— Stated exercise —
Write each line exactly as it stands, from the line containing "Put a dot on each instance of the short" through the end of the data.

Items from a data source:
◇ ◇ ◇

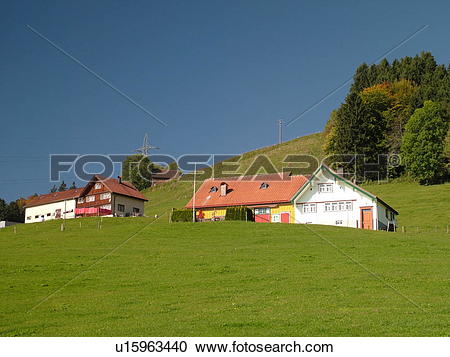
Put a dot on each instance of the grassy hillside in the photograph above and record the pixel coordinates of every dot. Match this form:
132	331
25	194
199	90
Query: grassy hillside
426	207
176	194
225	279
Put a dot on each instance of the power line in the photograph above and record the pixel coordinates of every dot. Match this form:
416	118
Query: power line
146	147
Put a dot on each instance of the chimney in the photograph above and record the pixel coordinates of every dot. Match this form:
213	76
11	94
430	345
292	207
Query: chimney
223	189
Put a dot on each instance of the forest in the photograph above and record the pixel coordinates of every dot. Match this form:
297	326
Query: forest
399	109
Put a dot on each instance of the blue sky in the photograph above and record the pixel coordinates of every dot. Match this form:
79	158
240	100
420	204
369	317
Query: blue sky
219	73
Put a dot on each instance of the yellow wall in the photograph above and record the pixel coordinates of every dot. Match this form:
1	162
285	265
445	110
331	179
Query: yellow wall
285	208
217	212
213	212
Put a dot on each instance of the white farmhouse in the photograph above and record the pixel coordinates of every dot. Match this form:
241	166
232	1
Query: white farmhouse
52	206
100	197
330	199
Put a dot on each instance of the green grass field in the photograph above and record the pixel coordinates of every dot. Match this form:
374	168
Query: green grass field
220	279
134	277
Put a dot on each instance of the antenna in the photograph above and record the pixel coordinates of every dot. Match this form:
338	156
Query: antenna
146	147
280	131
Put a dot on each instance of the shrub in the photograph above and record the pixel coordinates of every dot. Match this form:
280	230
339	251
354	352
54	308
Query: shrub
239	214
181	215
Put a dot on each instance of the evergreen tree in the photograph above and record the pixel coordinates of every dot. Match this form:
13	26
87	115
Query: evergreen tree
424	143
359	129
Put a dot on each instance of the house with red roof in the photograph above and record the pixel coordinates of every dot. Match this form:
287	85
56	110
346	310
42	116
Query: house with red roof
100	197
269	196
322	198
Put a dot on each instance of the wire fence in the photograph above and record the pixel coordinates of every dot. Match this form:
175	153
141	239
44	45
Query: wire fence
425	229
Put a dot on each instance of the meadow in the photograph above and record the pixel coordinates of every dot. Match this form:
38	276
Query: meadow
133	277
147	277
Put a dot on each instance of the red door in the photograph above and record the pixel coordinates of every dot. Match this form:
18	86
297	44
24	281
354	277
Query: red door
366	218
262	218
285	217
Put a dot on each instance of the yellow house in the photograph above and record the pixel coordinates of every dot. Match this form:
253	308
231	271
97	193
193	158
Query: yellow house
269	196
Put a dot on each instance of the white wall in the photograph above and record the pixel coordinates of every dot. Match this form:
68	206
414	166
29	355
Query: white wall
67	206
341	192
383	220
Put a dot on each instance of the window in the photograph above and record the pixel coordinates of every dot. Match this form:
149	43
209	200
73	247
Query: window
325	187
264	210
309	208
90	198
338	206
105	196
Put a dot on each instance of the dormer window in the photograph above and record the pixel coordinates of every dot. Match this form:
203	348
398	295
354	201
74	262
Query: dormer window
325	187
223	189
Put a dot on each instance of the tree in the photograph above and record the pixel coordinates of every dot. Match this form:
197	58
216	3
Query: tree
62	187
15	211
138	169
423	143
359	128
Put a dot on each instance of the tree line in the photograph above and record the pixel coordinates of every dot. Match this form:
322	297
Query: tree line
399	108
14	211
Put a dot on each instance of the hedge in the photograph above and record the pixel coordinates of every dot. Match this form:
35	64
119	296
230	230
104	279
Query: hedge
239	214
181	215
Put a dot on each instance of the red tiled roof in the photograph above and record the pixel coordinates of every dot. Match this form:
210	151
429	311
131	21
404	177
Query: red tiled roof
246	191
54	197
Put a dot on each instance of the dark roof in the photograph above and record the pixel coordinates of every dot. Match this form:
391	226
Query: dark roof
54	197
124	188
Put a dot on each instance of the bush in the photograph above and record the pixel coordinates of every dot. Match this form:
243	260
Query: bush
424	143
181	215
239	214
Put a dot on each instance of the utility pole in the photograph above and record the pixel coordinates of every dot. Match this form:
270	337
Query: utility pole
280	131
146	147
193	197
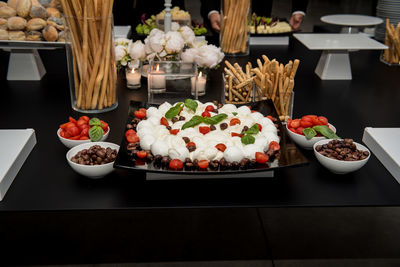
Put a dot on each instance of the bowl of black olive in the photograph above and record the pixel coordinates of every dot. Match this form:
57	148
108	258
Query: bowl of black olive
94	159
341	156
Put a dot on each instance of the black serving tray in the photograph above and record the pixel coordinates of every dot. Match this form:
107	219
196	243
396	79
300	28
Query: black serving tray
290	155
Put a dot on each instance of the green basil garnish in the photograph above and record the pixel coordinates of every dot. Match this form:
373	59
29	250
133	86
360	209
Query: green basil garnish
96	133
94	122
191	104
173	111
248	139
195	120
309	133
215	119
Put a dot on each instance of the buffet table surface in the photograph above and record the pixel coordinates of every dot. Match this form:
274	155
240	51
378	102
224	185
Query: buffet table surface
51	215
46	182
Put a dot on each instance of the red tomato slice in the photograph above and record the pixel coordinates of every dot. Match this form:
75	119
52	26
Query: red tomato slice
261	158
221	147
176	164
203	164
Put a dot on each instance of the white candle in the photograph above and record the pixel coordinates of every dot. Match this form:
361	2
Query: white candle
133	78
158	79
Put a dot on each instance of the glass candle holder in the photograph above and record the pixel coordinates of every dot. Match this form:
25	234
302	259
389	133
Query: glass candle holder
133	76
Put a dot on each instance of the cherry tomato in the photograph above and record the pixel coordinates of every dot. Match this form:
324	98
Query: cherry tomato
174	131
203	164
141	154
236	134
210	108
129	132
164	121
261	158
73	131
295	123
140	114
300	130
274	146
206	114
176	164
221	147
323	120
86	118
234	121
191	144
72	119
305	123
204	129
132	138
104	125
85	132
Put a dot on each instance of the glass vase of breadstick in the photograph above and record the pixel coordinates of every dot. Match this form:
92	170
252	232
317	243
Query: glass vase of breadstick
235	33
90	54
271	79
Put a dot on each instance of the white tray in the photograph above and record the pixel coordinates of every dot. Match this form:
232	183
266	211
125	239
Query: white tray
385	144
15	148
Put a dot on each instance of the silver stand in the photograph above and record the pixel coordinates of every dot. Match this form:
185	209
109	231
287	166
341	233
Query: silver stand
334	65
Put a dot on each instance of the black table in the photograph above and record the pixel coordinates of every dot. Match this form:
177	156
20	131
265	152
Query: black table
49	203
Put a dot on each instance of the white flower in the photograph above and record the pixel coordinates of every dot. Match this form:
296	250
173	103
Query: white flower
208	56
174	26
188	35
175	42
155	41
137	50
120	52
189	55
122	41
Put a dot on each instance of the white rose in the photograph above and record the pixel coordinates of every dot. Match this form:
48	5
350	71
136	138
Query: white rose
188	35
189	55
175	42
120	52
137	50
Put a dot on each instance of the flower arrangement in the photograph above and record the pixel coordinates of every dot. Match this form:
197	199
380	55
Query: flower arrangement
179	43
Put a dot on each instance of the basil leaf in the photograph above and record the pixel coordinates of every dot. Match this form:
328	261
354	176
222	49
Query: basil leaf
95	133
325	131
94	122
248	139
215	119
252	130
195	120
173	111
309	133
191	104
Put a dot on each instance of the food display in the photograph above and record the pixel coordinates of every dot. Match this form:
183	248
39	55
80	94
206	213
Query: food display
84	129
264	25
342	150
95	155
191	135
273	81
392	40
94	70
29	20
234	30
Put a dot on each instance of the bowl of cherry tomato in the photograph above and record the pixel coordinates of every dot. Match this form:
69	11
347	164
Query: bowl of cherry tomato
310	129
84	130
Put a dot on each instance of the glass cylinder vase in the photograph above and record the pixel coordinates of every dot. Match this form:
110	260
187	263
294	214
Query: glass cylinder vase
90	55
235	31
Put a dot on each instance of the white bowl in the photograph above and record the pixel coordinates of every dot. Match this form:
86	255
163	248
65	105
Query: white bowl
71	143
302	141
340	166
91	171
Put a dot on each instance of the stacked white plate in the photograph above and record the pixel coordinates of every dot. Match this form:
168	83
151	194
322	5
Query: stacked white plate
387	9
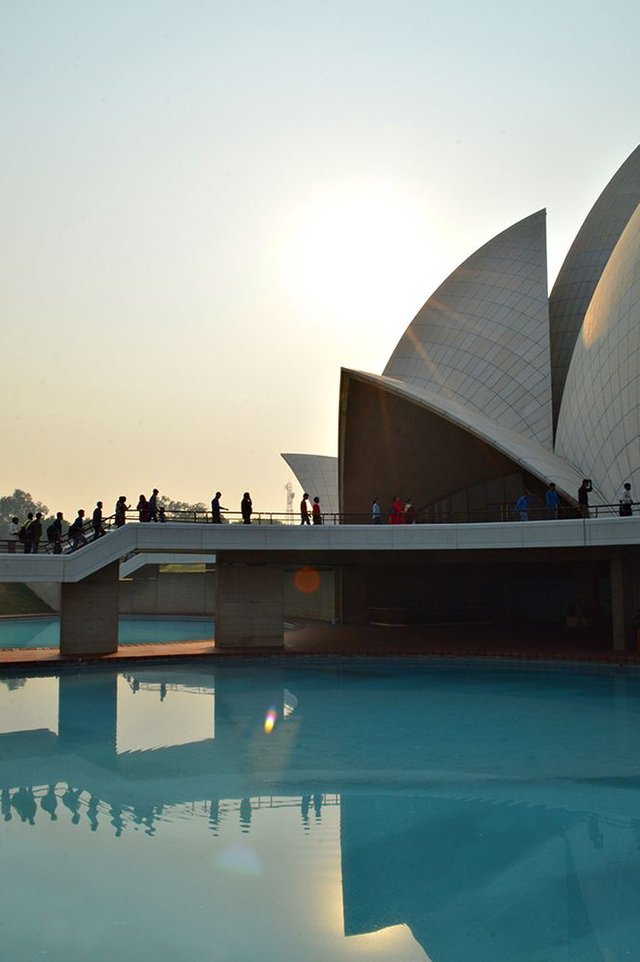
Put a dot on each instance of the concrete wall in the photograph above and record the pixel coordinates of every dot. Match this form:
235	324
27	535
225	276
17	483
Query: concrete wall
193	593
48	591
168	593
306	596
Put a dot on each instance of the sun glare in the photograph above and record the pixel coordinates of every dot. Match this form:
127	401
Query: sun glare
360	249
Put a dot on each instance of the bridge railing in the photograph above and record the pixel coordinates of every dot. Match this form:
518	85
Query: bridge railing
503	513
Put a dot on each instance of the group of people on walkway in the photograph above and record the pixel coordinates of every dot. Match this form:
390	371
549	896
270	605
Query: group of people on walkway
246	508
29	534
306	516
552	507
399	512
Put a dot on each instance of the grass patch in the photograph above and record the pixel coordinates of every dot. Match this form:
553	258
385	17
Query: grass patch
17	599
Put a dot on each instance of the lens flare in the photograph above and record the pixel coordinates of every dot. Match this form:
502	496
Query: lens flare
270	721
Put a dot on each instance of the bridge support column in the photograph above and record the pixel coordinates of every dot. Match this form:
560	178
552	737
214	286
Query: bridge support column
353	595
249	606
89	614
622	610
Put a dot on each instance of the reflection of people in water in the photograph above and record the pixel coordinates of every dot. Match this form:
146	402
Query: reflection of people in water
25	805
305	802
595	835
214	815
49	803
245	815
71	800
116	819
92	812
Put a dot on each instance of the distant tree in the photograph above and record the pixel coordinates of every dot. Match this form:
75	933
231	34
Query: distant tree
18	504
180	507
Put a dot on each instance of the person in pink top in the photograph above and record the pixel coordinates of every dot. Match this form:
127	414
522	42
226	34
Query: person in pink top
396	512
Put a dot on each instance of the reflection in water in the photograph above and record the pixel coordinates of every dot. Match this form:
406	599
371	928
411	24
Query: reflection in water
474	809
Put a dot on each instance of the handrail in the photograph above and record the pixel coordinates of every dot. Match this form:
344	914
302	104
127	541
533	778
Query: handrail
504	513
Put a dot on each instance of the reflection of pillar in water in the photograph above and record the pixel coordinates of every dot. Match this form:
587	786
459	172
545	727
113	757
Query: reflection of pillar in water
92	812
87	710
245	815
25	805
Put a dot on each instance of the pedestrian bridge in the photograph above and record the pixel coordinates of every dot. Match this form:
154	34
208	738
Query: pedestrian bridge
298	543
250	560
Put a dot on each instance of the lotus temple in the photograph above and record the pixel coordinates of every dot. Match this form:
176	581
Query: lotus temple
497	386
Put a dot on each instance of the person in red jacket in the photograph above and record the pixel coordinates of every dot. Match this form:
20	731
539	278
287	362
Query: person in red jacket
396	511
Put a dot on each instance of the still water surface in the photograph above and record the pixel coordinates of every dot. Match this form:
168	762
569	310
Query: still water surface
321	810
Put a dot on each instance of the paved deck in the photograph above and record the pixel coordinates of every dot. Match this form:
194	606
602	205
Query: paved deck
319	638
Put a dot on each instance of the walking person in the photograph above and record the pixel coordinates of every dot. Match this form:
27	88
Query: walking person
583	497
121	510
626	501
552	501
23	533
96	521
521	507
35	532
409	512
246	508
142	507
55	533
12	536
76	532
153	505
216	509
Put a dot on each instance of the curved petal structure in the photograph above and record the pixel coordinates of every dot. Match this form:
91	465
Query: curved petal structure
317	474
483	337
599	425
583	267
400	437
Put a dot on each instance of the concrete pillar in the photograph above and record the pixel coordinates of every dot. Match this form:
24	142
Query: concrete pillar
89	614
622	604
249	606
353	596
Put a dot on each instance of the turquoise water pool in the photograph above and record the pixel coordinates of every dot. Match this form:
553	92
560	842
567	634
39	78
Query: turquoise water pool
44	632
321	809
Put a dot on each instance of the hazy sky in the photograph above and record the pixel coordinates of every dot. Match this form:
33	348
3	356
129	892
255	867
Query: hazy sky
208	208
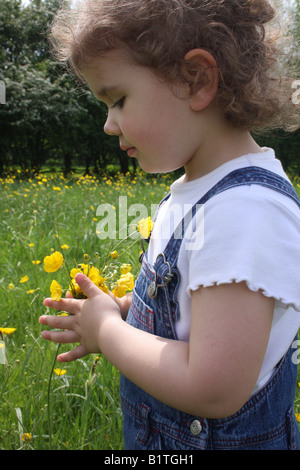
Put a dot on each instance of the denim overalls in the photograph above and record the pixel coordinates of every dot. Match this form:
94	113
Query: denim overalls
266	421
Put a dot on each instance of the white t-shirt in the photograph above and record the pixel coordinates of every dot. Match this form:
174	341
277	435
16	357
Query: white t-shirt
247	233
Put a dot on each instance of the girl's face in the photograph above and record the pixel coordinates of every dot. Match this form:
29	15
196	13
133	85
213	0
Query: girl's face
153	125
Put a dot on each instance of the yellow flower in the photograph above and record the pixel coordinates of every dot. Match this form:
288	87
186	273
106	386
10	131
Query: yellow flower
65	247
119	291
26	437
59	372
56	291
125	268
74	288
145	226
53	262
7	331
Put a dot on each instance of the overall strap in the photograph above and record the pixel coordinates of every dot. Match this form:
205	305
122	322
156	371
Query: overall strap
241	177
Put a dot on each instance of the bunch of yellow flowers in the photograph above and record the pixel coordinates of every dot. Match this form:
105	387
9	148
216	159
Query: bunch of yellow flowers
118	280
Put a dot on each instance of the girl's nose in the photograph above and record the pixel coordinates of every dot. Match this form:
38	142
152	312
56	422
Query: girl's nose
111	127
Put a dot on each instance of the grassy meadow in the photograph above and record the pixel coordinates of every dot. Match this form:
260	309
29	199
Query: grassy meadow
46	405
76	407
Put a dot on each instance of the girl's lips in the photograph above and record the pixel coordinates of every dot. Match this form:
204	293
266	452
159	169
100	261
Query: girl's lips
129	150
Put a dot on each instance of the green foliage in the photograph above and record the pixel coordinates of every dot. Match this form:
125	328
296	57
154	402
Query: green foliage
80	409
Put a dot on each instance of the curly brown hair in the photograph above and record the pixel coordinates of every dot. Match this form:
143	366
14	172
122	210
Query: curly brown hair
255	89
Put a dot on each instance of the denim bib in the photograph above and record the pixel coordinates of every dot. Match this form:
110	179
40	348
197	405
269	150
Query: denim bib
266	421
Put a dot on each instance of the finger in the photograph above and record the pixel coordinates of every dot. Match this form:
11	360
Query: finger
76	353
61	322
61	337
87	286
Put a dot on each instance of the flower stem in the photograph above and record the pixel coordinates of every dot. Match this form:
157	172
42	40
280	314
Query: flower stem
48	398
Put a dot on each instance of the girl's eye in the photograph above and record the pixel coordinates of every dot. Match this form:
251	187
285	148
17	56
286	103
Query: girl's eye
119	103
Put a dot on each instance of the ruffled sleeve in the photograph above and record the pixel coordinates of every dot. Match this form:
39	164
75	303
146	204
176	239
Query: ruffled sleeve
251	234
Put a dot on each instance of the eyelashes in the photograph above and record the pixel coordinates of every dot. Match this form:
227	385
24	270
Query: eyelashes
119	103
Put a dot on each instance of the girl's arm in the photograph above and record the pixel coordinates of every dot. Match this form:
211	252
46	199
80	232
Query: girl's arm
213	375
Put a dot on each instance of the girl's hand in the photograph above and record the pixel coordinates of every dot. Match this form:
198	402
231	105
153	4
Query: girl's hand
84	323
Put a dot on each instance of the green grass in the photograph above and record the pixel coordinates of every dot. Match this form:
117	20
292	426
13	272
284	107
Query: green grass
80	409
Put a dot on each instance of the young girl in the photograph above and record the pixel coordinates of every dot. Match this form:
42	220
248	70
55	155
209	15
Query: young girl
206	353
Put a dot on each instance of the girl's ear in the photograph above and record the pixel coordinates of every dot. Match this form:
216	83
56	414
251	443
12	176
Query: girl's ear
201	71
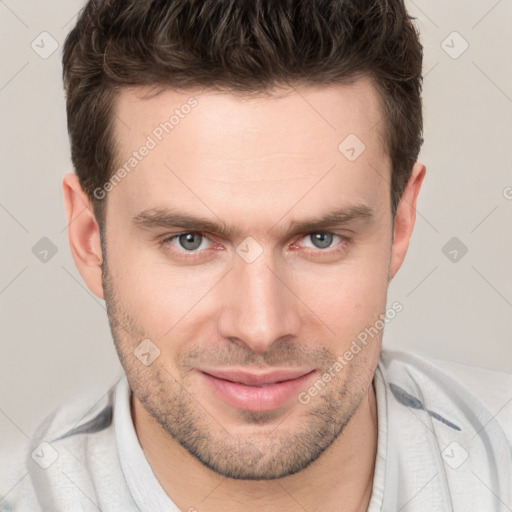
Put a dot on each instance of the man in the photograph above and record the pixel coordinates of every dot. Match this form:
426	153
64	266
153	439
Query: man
245	190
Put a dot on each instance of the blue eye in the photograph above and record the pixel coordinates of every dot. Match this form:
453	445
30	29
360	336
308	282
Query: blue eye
322	240
188	241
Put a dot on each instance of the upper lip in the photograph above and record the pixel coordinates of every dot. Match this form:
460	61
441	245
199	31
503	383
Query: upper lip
257	377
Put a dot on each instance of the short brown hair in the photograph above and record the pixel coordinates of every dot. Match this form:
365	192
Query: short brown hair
242	47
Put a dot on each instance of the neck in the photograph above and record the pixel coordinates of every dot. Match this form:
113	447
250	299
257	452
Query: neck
340	479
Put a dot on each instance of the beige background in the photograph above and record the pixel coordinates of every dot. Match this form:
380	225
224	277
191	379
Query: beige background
55	335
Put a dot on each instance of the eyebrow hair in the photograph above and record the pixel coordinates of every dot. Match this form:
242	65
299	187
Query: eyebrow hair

◇ ◇ ◇

— Completed exercise —
Put a dot on each instance of the short brown hair in the photograph above and record the pixel coordinates of every dot. Match this form:
365	192
Query: short brown hair
242	47
Put a dot on each instance of the neck in the photograph above and record the pixel coordinates of every dot. Match this form:
113	447
250	299
257	452
Query: neck
340	479
Put a dot on each instance of the beige background in the photograph above and record the pixel coordinates of every dot. Match this form:
380	225
224	277
191	379
Query: beige background
55	335
Put a dot on each instance of the eyebrow hair in the photograph above and record the pixel coordinates of every dot. Match this form:
242	65
299	187
Query: eyebrow hair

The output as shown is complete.